__Task to carry out__:
Copy each entry below exactly.
== Segment start ==
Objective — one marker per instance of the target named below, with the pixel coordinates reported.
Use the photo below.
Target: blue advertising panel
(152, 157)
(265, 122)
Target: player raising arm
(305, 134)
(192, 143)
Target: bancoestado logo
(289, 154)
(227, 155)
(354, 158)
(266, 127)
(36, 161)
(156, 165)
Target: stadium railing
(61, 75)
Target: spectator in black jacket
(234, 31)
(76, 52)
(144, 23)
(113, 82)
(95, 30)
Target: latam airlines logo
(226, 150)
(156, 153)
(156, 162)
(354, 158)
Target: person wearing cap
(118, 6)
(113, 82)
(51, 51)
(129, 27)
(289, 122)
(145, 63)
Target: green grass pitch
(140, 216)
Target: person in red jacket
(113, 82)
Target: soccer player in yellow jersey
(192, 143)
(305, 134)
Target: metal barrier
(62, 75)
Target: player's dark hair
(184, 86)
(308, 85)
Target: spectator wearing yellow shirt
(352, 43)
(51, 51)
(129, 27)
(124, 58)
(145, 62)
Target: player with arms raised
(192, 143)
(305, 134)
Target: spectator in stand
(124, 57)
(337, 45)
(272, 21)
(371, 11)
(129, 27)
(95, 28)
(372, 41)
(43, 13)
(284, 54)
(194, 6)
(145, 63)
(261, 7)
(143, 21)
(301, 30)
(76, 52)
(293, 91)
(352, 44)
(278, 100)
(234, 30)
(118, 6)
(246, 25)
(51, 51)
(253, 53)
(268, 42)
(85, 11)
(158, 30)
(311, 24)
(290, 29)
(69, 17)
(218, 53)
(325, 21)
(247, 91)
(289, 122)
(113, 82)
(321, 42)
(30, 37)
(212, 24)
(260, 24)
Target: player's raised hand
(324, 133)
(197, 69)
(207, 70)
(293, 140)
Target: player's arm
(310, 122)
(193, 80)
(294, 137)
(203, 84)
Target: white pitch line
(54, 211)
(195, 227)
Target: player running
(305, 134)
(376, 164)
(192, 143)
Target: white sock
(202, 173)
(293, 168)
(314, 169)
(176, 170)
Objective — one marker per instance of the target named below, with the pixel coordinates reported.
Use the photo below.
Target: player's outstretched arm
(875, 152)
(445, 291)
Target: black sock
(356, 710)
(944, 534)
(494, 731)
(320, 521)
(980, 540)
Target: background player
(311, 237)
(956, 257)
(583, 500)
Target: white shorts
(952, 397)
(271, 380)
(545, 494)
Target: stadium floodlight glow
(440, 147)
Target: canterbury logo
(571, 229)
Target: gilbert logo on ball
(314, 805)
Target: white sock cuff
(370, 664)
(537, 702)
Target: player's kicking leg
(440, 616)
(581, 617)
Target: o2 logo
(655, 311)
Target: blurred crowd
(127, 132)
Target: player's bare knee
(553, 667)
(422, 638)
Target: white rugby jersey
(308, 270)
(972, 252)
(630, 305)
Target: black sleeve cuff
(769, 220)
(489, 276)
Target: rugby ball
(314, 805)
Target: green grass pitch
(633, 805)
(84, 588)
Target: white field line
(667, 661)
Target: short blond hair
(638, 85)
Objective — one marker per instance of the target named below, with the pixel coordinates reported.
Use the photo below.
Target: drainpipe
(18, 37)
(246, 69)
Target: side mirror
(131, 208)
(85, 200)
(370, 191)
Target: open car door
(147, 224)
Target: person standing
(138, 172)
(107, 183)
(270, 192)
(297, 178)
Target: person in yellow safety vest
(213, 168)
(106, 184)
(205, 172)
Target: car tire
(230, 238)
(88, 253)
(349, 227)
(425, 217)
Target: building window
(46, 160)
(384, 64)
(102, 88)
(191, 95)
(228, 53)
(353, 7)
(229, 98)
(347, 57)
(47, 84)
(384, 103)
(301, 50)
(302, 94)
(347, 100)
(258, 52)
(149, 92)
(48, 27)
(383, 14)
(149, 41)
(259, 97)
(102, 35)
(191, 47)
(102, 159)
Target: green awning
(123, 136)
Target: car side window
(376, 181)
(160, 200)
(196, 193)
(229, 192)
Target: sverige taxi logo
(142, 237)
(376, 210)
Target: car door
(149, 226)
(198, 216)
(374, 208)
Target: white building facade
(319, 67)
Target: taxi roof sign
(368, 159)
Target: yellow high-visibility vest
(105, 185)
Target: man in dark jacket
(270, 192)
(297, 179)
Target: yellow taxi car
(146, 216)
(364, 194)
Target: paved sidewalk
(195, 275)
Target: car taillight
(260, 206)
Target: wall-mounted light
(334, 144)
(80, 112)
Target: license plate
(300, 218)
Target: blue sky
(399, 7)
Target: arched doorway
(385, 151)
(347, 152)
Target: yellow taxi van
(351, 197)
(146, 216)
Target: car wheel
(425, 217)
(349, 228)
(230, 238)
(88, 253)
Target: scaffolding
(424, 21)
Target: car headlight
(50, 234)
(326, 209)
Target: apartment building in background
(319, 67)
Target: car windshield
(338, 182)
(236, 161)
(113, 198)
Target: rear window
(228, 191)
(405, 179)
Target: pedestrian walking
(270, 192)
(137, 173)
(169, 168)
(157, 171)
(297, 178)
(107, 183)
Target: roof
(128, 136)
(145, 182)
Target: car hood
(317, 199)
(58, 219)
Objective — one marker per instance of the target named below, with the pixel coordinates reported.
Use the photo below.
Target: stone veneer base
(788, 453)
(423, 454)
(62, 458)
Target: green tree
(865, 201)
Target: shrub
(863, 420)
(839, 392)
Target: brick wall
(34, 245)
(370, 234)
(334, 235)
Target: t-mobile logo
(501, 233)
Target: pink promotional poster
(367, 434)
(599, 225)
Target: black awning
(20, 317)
== Segment end ==
__Result of the exercise__:
Objective — one marker per instance of the target named below, with the pixel coordinates reported.
Use the photo below.
Target: blue advertising panel
(152, 157)
(265, 122)
Target: player raising arm
(305, 134)
(192, 143)
Target: bancoestado logo
(289, 154)
(227, 155)
(354, 158)
(266, 127)
(36, 161)
(156, 165)
Target: stadium railing
(61, 75)
Target: spectator in black jacket
(234, 31)
(76, 52)
(144, 23)
(113, 82)
(95, 30)
Target: latam airlines logo
(226, 150)
(156, 153)
(156, 162)
(354, 158)
Target: person wearing cap
(118, 6)
(113, 82)
(51, 51)
(129, 27)
(289, 122)
(145, 63)
Target: green grass pitch
(140, 216)
Target: person in red jacket
(113, 82)
Target: soccer player in yellow jersey
(192, 143)
(305, 134)
Target: metal barrier
(62, 75)
Target: player's dark hair
(184, 86)
(308, 85)
Target: spectator wearing yellow shirt
(352, 43)
(51, 51)
(129, 27)
(124, 58)
(145, 62)
Target: player with arms raised
(192, 143)
(305, 134)
Target: spectator in stand
(124, 57)
(337, 45)
(272, 21)
(371, 11)
(129, 27)
(95, 28)
(372, 41)
(43, 13)
(284, 54)
(194, 6)
(145, 63)
(261, 7)
(143, 21)
(301, 30)
(76, 52)
(293, 91)
(352, 44)
(278, 100)
(234, 30)
(118, 6)
(246, 25)
(51, 51)
(253, 53)
(268, 42)
(85, 11)
(158, 30)
(311, 24)
(290, 29)
(69, 17)
(218, 53)
(325, 21)
(247, 91)
(289, 122)
(113, 82)
(321, 42)
(30, 37)
(212, 24)
(260, 24)
Target: player's raised hand
(324, 133)
(197, 69)
(207, 70)
(293, 140)
Target: player's arm
(310, 122)
(193, 80)
(294, 137)
(203, 84)
Target: white pitch line
(54, 211)
(195, 227)
Target: player running
(305, 134)
(376, 164)
(192, 143)
Target: white sock
(202, 173)
(293, 168)
(314, 169)
(176, 170)
Objective — one marker per instance of the target named below, with the pixel coordinates reported.
Use the photo below.
Target: player's outstretched arm
(875, 152)
(445, 291)
Target: black sock
(356, 710)
(944, 534)
(494, 731)
(320, 521)
(980, 540)
Target: background player
(311, 237)
(956, 257)
(583, 500)
Target: white shorts
(952, 397)
(271, 380)
(545, 494)
Target: stadium floodlight glow
(440, 147)
Target: canterbury logo
(571, 229)
Target: gilbert logo on ball
(314, 805)
Target: white sock cuff
(370, 664)
(537, 702)
Target: player's kicking leg
(440, 616)
(581, 617)
Target: o2 logo
(655, 311)
Target: blurred crowd
(127, 132)
Target: player's bare knee
(553, 667)
(422, 638)
Target: white rugby jersey
(308, 270)
(972, 252)
(630, 305)
Target: black sleeve cuff
(769, 220)
(489, 276)
Target: rugby ball
(314, 805)
Target: green grass pitch
(633, 805)
(84, 588)
Target: white field line
(667, 661)
Target: short blond hair
(638, 85)
Objective — one marker per instance of the target named below, with the pixel coordinates reported.
Use the photo below.
Target: drainpipe
(18, 37)
(246, 69)
Target: side mirror
(131, 208)
(85, 200)
(370, 191)
Target: open car door
(147, 224)
Target: person standing
(138, 172)
(107, 183)
(270, 192)
(297, 178)
Target: person in yellow safety vest
(213, 168)
(106, 184)
(205, 172)
Target: car tire
(230, 238)
(88, 253)
(349, 227)
(425, 217)
Target: building window
(46, 160)
(384, 64)
(102, 88)
(191, 95)
(228, 53)
(353, 7)
(229, 98)
(347, 57)
(47, 84)
(384, 103)
(301, 50)
(302, 94)
(347, 100)
(258, 52)
(149, 92)
(48, 27)
(383, 14)
(149, 41)
(259, 97)
(102, 35)
(191, 47)
(102, 159)
Target: green awning
(123, 136)
Target: car side window
(376, 181)
(160, 200)
(196, 193)
(229, 192)
Target: sverige taxi logo
(142, 237)
(376, 210)
Target: car door
(149, 226)
(198, 216)
(374, 208)
Target: white building facade
(319, 67)
Target: taxi roof sign
(368, 159)
Target: yellow high-visibility vest
(105, 185)
Target: man in dark jacket
(270, 192)
(297, 179)
Target: yellow taxi car
(146, 216)
(364, 194)
Target: paved sidewalk
(195, 275)
Target: car taillight
(260, 206)
Target: wall-mounted light
(334, 144)
(80, 112)
Target: license plate
(300, 218)
Target: blue sky
(399, 7)
Target: arched doorway
(385, 151)
(347, 152)
Target: yellow taxi van
(351, 197)
(146, 216)
Target: car wheel
(425, 217)
(349, 228)
(230, 238)
(88, 253)
Target: scaffolding
(424, 21)
Target: car headlight
(50, 234)
(326, 209)
Target: apartment building in background
(319, 67)
Target: car windshield
(338, 182)
(236, 161)
(113, 198)
Target: rear window
(228, 191)
(405, 179)
Target: pedestrian walking
(270, 192)
(137, 173)
(169, 168)
(157, 171)
(297, 178)
(107, 183)
Target: roof
(128, 136)
(145, 182)
Target: car hood
(317, 199)
(58, 219)
Objective — one marker per instance of the target named below, with the pixel coordinates reported.
Use the photo below.
Target: stone veneer base
(788, 453)
(423, 454)
(62, 458)
Target: green tree
(865, 201)
Target: shrub
(863, 420)
(839, 392)
Target: brick wall
(34, 245)
(370, 234)
(334, 235)
Target: t-mobile logo
(501, 233)
Target: pink promotional poster
(367, 434)
(599, 225)
Target: black awning
(20, 317)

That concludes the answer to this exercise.